Inquiries for Vancouver properties on Juwai – China’s largest international-property website – fell 81 per cent in July compared to the same month a year earlier, and 78 per cent in August, and continued lower through the remaining months in 2016.

 

At the same time, inquiries spiked in other Canadian cities, with Toronto climbing 62 per cent in August and 72 per cent in September, and continuing higher throughout 2016. The number of Calgary inquiries soared more than 1,000 per cent in August and 420 per cent in September, while Montreal saw a 152-per-cent spike in September as more Chinese buyers started looking beyond Vancouver and Toronto.

 

The data provide another indicator of the impact of a new 15-per-cent tax on foreign buyers purchasing property in Vancouver, which was announced last July and took effect in August and is credited as a factor in a slowdown in Vancouver sales. While data are not systematically collected on foreign buyers in other Canadian markets, the Juwai numbers suggest a rapid shift of focus among potential Chinese purchasers to other cities.

 

Brad Henderson, chief executive officer of Sotheby’s International Realty Canada, said he believes the increased inquiries haven’t translated into sales because property buyers often take months to make purchase decisions, but he anticipates growth in sales in 2017, and believes Chinese buyers will also return to Vancouver as they absorb the news of the tax.

 

“It may not necessarily have the same return as it did from an investment standpoint, but there are so many other reasons for people to want to consider Vancouver that it makes sense to us that we would see an increase in activity and actual sales in 2017 because a lot of dynamics that were at play in 2016 before the tax are still in play today,” he said.

 

Sotheby’s has partnered with Juwai to reach the Chinese market, and to compile data on Chinese inquiry trends.

Mr. Henderson said there is a perception that many Chinese buyers are speculating in Canadian real estate, but the survey suggests most buyers, or their university-aged children, will live in the homes they purchase.

- [Written instruction A]
Please return the passage on Chinese property inquiries word for word, beginning at the words "Inquiries for Vancouver" and stopping after "months in 2016.".
- [Written instruction B]
Turn the paragraph of the passage on Chinese property inquiries that opens with "At the same time, inquiries spiked" into a short list that keeps its main figures.

- [Given information]

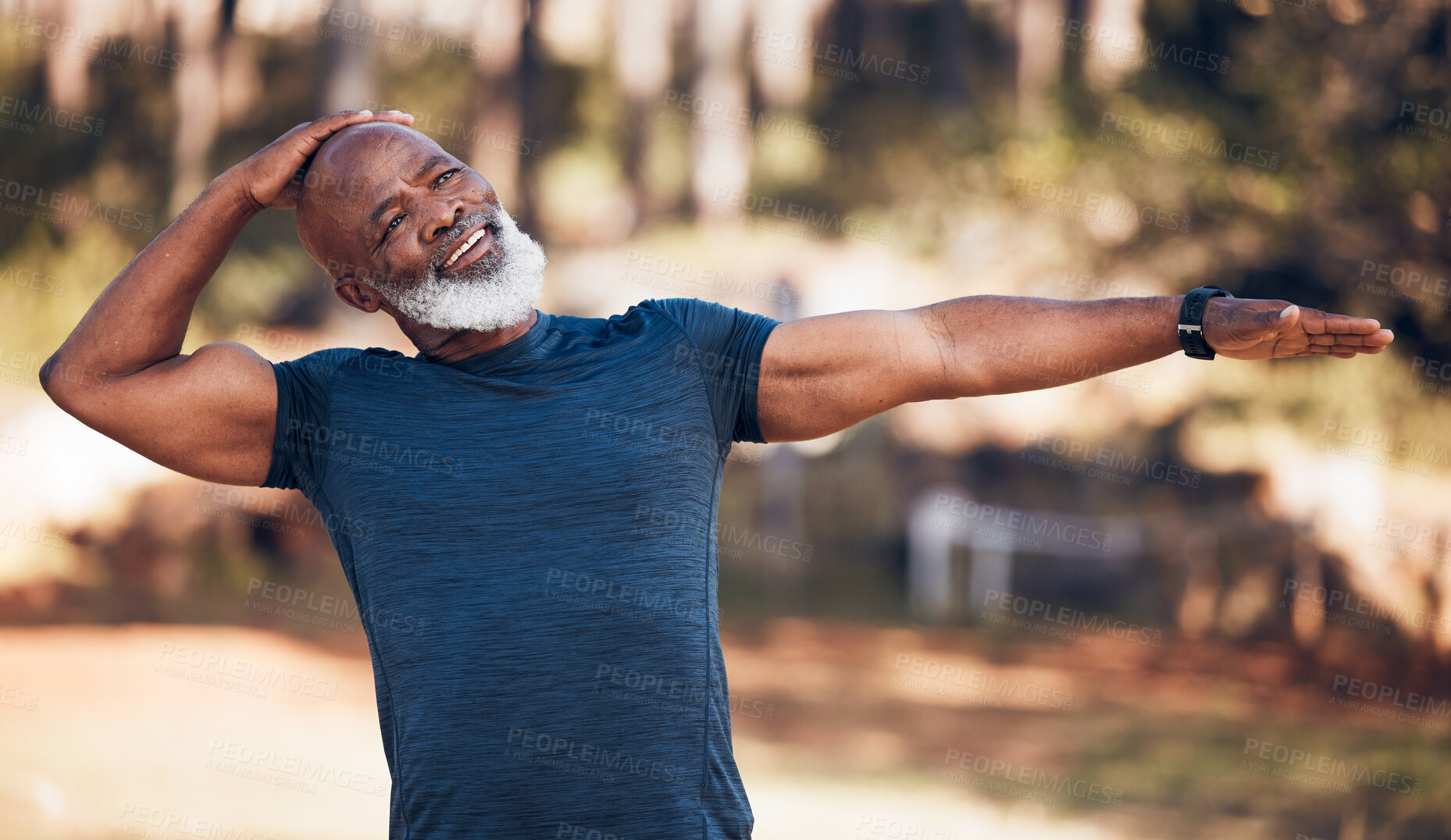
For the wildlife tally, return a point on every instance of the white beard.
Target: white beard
(498, 290)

- [Correct answer A]
Inquiries for Vancouver properties on Juwai – China’s largest international-property website – fell 81 per cent in July compared to the same month a year earlier, and 78 per cent in August, and continued lower through the remaining months in 2016.

- [Correct answer B]
- Inquiries rose in other Canadian cities at the same time.
- Toronto: up 62 per cent in August and 72 per cent in September, and kept climbing through 2016.
- Calgary: up more than 1,000 per cent in August and 420 per cent in September.
- Montreal: up 152 per cent in September.
- More Chinese buyers began looking beyond Vancouver and Toronto.